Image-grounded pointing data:
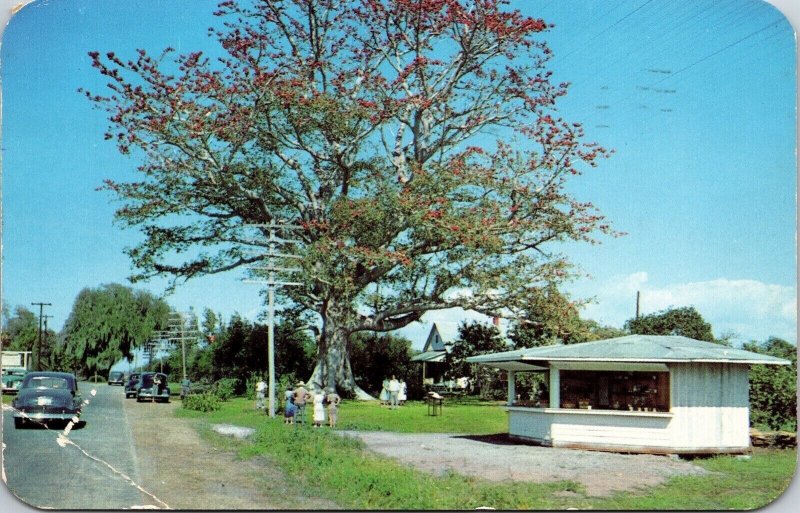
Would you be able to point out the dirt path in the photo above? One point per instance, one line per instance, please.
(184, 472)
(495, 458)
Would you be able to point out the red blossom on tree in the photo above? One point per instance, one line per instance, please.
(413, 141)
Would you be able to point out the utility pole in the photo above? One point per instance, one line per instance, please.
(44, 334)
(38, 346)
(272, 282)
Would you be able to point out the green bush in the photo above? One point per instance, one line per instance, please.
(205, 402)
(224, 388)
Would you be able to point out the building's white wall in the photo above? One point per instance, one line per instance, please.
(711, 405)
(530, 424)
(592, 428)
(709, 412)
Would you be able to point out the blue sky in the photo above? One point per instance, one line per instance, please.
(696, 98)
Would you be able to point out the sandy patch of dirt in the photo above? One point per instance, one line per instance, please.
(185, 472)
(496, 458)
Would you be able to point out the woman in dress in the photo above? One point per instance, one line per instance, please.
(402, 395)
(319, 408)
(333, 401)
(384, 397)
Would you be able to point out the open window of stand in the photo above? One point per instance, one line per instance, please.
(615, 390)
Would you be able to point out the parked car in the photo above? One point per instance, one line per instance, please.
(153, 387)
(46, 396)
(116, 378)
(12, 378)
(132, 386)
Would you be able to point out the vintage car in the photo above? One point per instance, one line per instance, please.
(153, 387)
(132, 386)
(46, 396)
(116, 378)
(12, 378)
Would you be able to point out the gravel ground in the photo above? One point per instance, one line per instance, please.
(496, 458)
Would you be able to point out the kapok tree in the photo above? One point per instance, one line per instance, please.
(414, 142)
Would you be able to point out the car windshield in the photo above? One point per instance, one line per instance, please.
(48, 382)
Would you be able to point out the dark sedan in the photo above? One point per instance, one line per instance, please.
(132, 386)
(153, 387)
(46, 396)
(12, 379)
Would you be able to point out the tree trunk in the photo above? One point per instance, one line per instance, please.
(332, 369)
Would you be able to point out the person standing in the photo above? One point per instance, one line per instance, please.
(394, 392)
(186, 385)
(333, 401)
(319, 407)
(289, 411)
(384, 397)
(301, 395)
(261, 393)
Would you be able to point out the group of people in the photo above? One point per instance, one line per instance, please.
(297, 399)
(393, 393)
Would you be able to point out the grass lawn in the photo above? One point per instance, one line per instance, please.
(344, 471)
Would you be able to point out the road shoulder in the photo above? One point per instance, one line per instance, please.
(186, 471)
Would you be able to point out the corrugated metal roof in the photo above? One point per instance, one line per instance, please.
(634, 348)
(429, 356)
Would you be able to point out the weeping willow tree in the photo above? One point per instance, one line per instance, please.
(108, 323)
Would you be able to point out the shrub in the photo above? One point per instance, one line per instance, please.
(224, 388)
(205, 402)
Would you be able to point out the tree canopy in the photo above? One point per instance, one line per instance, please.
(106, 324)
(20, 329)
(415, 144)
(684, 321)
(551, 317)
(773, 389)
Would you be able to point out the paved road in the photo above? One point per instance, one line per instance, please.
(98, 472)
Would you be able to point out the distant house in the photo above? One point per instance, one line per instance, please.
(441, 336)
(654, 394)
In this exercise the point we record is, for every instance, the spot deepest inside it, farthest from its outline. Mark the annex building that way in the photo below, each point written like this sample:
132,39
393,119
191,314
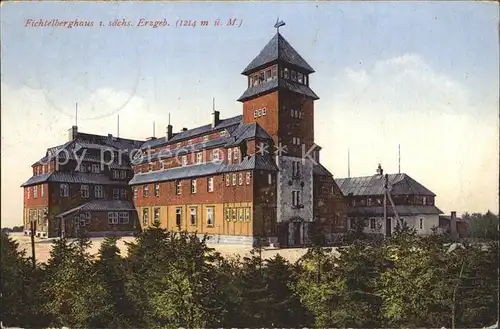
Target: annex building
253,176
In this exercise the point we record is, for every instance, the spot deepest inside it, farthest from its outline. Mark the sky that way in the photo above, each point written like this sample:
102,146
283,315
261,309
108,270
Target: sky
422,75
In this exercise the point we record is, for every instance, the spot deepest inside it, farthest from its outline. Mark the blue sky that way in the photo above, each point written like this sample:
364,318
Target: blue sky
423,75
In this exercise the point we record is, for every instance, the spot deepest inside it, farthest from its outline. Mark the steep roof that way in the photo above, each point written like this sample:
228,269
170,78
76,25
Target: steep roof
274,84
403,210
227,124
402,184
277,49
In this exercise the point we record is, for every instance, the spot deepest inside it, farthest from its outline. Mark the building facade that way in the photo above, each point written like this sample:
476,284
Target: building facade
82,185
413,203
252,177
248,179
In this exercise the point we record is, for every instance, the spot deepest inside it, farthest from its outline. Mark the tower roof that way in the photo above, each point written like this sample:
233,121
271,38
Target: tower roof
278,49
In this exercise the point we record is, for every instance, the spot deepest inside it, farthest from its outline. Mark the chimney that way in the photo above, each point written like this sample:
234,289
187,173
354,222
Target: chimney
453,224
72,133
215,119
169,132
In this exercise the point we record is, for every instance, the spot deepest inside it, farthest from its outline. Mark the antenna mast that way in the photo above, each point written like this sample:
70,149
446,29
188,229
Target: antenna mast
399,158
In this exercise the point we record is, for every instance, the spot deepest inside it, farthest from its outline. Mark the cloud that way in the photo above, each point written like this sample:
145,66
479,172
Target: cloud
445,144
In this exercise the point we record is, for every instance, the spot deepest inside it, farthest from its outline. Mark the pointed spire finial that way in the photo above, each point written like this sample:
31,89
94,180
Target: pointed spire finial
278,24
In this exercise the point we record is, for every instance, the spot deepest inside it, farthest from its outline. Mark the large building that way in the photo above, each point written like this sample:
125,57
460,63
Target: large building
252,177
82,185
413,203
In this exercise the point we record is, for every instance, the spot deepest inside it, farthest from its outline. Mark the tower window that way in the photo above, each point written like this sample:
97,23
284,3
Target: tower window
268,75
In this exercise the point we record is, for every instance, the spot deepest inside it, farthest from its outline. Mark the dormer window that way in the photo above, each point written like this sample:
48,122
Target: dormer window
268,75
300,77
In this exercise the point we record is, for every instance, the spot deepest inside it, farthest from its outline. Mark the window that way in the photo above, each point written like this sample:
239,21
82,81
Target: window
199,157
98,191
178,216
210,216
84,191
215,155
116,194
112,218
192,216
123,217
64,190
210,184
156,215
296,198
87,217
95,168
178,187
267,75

▶ **INSTRUCTIONS FOR THE TASK**:
Exactly as written, give the line containing "Target: pointed spire finial" and all remaining lines of the records.

▶ **PROBLEM SOLUTION**:
Target: pointed spire finial
278,24
In this exercise the point we record is, for every instance, the spot deepest inside it, farthest from its outline. Mark the large building that way in the photo above, each point written like this sample:
125,57
460,63
Target: large building
252,177
82,185
413,203
In this exercise the point we record is, for every instance, the spot deepest inside it, farthest from its outline. Mark the tower window that way in the photo above, each point written like this sample:
97,23
284,3
Target: tower window
268,75
In this exercise the point we record is, for every instance, the spot deepest inside it, farthest from its outline. Mark the dormer window that way in the photo above, each point written like this sample:
48,122
Target: dormer window
268,75
300,77
In this exercise the point we record is, for every instance, the spot deepest inside it, farthest from its outline. Mark the window that way in the photo above, each point written like this sample:
239,21
82,81
Target: window
199,157
98,191
178,216
210,216
84,191
215,155
116,194
112,218
192,216
123,217
64,190
210,184
156,215
296,198
87,217
95,168
178,187
267,75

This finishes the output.